§ **TEXT TO READ**
In an effort to expose Stanford's false testimony, appellants rely on the fact that after Stanford testified, her INS detainer was lifted, a sentencing departure letter was filed on her behalf, and she only received probation on her pending charges, even though on the stand she had denied that she was promised particular leniency above a possible departure letter. However, the prosecutor, before the trial judge, denied that the government had unconditionally agreed to file a departure letter or to intercede with regard to her deportation status. In addition, Stanford had already testified to the possibility of future government intervention on her behalf in terms of her pending sentences. See supra text accompanying notes 23-25. Finally, we note that the " mposition of [a lesser] sentence does not, of itself, establish that [a witness] had been promised preferential treatment by the government." Townsend v. United States, 512 A.2d 994, 999 (D.C. 1986), cert. denied, 481 U.S. 1052 (1987). Thus, Stanford's eventual sentence and her immigration posture alone cannot suffice as evidence of false or misleading testimony. Because appellants have failed to demonstrate that Stanford's testimony was actually false or misleading, the claimed Napue violation fails.

§ **Entries taken from a collection**
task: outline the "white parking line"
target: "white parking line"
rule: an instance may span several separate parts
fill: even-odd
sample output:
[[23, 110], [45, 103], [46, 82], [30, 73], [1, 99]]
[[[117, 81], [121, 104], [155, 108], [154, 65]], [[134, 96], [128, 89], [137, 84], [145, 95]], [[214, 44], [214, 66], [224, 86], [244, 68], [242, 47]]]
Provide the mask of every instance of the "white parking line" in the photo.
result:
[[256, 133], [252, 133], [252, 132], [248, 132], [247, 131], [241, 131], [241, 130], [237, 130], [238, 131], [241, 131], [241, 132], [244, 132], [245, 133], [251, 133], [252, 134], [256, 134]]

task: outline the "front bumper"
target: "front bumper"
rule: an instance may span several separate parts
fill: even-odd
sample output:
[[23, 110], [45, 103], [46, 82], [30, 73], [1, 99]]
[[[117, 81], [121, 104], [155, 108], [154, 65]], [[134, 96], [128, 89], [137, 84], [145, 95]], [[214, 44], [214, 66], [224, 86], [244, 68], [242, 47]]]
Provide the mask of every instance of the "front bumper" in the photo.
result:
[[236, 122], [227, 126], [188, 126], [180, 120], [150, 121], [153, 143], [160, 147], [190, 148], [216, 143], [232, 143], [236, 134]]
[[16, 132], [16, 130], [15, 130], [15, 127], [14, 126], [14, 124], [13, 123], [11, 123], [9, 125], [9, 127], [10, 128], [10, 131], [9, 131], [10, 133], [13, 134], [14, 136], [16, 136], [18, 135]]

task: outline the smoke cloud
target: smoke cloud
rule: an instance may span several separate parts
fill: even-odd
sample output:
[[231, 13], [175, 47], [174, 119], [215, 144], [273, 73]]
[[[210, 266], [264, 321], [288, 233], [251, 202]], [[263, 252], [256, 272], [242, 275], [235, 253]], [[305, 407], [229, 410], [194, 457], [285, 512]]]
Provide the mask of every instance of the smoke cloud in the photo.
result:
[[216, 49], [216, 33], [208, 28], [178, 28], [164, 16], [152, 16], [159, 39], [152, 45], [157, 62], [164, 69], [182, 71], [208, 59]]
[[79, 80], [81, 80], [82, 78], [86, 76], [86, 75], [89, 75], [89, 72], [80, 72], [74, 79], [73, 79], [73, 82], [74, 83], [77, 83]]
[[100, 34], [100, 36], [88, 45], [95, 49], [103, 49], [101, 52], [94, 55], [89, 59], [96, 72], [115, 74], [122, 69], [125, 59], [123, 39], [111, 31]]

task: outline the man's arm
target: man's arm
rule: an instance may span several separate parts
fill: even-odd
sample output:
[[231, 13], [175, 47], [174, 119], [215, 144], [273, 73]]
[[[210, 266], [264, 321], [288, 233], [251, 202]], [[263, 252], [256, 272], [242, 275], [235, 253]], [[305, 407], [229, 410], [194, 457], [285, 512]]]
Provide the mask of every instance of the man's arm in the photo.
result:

§ **YOUR TASKS**
1. Please translate this sentence from the court passage into Spanish: "Thus, Stanford's eventual sentence and her immigration posture alone cannot suffice as evidence of false or misleading testimony."
2. According to the court passage, why does the claimed Napue violation fail? Answer in one to three sentences.

§ **FULL SOLUTIONS**
1. Por lo tanto, la sentencia que finalmente recibió Stanford y su situación migratoria no pueden bastar por sí solas como prueba de un testimonio falso o engañoso.

2. It fails because the appellants did not show that Stanford's testimony was actually false or misleading. The prosecutor denied any unconditional agreement to file a departure letter or intervene in her deportation status, and Stanford had already testified that the government might intervene on her behalf. A lesser sentence does not, by itself, prove a promise of preferential treatment.